====== Provided passage ======
5 Deriving the Bitonic Sorter
Batcher did not introduce a bitonic merger in his seminal paper [Batcher 1968],
but what he called a bitonic sorter. This is actually something of a misnomer,
since such networks do not sort arbitrary inputs. Instead they sort only bitonic
sequences: ones that ﬁrst increase then decrease, or can be circularly shifted to
such.
We will now show how the deﬁnition of the merger calculated in Section 3 is
related to Batcher’s bitonic sorter, taking two steps to do so. We start with
a recap of Batcher’s construction in Section 5.1, as presented, for example,
in [Cormen et al. 2001]. Next in Section 5.2 we derive an algebraic deﬁnition of
29Hinze R., Martin C.: A Logical Reconstruction ...
the bitonic sorter from our merger, further simplifying the design in the process.
Finally in Section 6, we show that the two deﬁnitions do indeed coincide.
5.1 Cormen et al.’s diagrammatic presentation
Of Batcher’s two designs, the bitonic merger seems to be the more popular
one, perhaps because it enjoys an attractive diagrammatic decomposition, see
diagram on the left below.
====== Extracted information ======
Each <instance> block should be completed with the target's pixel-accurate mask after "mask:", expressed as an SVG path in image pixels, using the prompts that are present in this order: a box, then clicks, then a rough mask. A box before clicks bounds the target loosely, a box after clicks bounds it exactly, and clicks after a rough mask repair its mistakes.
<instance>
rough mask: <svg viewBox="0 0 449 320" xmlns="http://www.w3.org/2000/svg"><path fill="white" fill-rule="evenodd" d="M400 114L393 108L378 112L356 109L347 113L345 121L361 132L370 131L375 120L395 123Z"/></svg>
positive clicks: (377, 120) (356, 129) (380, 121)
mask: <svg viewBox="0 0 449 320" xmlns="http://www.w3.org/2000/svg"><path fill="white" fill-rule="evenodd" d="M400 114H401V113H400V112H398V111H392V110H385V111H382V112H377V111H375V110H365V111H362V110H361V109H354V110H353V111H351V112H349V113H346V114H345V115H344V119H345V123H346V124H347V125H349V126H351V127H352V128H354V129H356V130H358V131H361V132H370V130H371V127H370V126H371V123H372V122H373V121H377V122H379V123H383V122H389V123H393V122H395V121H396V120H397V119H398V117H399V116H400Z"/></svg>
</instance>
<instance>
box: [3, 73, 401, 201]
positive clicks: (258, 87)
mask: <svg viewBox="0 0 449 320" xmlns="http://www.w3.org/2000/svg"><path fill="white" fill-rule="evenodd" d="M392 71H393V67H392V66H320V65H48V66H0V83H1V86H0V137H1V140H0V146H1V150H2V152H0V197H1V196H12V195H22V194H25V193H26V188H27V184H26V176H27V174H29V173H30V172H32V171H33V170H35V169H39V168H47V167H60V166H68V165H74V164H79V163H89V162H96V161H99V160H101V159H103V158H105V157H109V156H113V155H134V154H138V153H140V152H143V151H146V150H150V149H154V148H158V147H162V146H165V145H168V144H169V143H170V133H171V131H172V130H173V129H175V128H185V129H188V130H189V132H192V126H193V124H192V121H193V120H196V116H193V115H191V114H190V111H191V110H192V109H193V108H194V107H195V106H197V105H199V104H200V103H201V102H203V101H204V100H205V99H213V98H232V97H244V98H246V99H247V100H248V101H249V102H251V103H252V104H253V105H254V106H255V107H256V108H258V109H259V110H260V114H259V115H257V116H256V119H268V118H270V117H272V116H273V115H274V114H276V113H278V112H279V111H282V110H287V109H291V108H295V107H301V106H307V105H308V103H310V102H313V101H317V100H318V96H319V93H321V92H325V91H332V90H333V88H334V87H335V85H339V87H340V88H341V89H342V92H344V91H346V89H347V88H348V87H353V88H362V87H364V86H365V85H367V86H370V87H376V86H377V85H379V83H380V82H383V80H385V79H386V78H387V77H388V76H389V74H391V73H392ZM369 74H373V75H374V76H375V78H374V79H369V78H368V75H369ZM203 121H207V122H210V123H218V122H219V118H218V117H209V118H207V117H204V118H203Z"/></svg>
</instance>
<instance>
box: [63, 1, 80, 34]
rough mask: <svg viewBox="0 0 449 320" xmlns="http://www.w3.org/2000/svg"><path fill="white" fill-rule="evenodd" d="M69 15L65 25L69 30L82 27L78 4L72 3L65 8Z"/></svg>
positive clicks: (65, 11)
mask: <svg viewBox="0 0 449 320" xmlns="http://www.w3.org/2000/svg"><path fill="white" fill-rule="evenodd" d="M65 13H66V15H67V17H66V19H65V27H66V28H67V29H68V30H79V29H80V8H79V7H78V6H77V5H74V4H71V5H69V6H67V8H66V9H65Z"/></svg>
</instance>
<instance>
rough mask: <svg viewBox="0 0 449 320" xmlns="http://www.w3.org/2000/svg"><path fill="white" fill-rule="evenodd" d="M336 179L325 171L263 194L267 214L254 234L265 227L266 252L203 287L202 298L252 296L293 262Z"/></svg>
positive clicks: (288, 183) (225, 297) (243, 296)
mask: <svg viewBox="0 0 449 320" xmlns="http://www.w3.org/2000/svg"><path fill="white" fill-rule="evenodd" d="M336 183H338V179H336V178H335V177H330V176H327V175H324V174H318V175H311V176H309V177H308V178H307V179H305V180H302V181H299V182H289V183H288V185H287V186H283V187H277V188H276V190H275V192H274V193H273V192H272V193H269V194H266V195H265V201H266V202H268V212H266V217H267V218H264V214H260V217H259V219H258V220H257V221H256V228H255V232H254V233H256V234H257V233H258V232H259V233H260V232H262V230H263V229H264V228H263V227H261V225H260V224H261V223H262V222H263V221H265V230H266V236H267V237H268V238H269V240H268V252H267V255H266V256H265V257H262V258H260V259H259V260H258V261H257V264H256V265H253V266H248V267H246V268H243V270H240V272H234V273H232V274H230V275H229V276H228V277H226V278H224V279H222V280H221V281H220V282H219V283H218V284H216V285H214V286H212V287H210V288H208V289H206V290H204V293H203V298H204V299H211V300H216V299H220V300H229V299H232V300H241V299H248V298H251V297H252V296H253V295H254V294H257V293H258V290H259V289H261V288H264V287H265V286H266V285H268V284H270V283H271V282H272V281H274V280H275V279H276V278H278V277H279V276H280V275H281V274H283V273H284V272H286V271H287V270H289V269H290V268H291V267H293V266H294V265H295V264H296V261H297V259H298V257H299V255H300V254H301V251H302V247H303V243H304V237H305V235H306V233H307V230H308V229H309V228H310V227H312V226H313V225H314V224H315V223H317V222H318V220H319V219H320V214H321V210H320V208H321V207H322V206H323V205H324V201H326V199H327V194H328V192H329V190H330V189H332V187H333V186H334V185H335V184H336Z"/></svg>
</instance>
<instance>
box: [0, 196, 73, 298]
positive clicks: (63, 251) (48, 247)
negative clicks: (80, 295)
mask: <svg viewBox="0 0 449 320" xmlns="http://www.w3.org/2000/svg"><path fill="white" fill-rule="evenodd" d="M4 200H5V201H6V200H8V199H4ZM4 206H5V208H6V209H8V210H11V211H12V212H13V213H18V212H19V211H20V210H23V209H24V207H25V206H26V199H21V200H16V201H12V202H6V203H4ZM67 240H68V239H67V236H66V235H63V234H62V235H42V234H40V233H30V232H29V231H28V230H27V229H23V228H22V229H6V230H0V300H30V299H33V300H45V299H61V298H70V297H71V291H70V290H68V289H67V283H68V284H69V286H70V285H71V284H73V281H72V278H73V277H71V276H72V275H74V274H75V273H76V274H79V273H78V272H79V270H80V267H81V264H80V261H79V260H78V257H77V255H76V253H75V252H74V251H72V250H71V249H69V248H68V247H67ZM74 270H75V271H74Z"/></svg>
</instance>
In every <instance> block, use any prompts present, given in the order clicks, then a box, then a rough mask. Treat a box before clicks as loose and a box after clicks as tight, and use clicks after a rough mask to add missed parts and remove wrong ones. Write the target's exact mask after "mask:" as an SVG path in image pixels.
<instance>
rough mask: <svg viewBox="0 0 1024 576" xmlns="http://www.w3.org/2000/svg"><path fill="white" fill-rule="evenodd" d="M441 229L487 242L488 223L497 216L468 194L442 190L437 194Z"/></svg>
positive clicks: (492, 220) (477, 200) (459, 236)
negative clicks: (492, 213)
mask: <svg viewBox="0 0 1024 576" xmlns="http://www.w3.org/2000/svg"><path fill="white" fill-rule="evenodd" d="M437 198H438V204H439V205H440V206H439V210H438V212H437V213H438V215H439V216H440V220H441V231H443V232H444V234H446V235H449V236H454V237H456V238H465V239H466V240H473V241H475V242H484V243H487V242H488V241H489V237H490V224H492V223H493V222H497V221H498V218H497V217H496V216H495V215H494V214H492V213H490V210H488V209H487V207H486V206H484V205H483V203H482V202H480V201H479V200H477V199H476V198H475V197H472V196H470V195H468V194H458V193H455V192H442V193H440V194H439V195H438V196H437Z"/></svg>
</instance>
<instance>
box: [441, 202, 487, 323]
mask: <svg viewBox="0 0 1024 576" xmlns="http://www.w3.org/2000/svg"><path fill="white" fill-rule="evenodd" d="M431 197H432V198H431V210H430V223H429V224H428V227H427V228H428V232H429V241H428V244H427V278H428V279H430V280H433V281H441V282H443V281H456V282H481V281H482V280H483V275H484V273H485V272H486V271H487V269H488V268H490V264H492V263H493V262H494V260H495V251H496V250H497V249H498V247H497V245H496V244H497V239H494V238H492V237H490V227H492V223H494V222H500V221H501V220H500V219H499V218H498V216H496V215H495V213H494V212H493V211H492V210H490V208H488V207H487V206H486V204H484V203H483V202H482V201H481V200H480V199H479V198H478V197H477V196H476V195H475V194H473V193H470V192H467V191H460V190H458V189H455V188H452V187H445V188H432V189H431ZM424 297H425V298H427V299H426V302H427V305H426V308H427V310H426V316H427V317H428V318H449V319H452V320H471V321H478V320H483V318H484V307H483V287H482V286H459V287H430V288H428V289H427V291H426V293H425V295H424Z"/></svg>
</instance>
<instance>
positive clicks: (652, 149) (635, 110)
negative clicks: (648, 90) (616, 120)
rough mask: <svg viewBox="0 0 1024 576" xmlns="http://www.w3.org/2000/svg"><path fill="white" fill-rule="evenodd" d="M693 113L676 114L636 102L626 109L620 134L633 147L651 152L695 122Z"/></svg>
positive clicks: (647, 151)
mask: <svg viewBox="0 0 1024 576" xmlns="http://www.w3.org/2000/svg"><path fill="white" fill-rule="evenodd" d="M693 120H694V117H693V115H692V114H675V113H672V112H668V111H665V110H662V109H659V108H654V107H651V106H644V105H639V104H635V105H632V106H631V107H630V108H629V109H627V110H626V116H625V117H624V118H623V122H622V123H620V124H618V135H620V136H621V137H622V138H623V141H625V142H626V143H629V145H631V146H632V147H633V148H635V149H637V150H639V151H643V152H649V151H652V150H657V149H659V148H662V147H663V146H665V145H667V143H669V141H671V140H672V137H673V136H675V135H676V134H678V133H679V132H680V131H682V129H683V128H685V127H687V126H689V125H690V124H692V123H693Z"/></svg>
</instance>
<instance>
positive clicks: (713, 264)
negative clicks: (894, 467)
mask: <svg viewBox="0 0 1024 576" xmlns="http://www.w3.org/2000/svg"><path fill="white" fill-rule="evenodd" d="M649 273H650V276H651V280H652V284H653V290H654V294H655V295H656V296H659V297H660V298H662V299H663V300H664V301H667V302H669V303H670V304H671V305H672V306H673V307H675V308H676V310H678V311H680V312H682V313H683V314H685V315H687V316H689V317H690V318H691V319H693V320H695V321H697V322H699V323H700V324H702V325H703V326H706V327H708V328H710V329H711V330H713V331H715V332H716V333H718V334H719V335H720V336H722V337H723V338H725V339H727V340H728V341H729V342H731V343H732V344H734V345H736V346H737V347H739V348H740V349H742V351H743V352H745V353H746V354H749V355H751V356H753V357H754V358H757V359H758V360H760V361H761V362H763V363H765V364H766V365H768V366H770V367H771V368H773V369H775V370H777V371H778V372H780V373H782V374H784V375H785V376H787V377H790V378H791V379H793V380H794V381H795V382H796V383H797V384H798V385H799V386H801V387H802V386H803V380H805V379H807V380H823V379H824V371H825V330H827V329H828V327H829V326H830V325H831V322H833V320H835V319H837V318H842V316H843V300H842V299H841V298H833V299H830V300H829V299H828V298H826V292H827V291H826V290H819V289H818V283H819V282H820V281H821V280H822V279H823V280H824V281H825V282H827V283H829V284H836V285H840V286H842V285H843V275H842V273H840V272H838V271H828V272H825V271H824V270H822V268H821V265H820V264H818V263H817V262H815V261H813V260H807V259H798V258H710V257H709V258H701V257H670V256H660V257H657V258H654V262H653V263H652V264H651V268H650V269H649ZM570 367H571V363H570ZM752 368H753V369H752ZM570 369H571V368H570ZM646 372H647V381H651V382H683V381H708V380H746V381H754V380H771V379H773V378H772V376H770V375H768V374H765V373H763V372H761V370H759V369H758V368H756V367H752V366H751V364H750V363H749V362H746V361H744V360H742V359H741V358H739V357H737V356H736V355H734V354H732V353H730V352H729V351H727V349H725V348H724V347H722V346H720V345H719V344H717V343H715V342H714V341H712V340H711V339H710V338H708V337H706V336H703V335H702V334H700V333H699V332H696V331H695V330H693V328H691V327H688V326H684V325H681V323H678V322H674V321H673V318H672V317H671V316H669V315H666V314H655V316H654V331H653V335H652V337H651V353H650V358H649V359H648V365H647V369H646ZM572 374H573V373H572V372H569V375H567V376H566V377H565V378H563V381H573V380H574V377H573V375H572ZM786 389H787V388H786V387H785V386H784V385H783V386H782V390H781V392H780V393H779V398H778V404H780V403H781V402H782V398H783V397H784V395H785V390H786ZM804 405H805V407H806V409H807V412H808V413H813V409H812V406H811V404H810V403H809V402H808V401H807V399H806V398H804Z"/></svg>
======
Tasks for this exercise
1. Reproduce the passage on the bitonic sorter from "Finally in Section" up to and including "the left below.".
2. Answer these questions from the passage on the bitonic sorter:
(a) In what year did Batcher's seminal paper appear?
(b) Which section gives a recap of Batcher's construction?
(c) What kind of sequences do the networks Batcher called bitonic sorters sort?
3. List every section number that the passage on the bitonic sorter cites with the word "Section" in its running sentences.

Answers for this exercise
1.
Finally in Section 6, we show that the two deﬁnitions do indeed coincide.
5.1 Cormen et al.’s diagrammatic presentation
Of Batcher’s two designs, the bitonic merger seems to be the more popular
one, perhaps because it enjoys an attractive diagrammatic decomposition, see
diagram on the left below.

2.
(a) 1968
(b) Section 5.1
(c) Bitonic sequences: ones that first increase then decrease, or can be circularly shifted to such.

3. 3, 5.1, 5.2, 6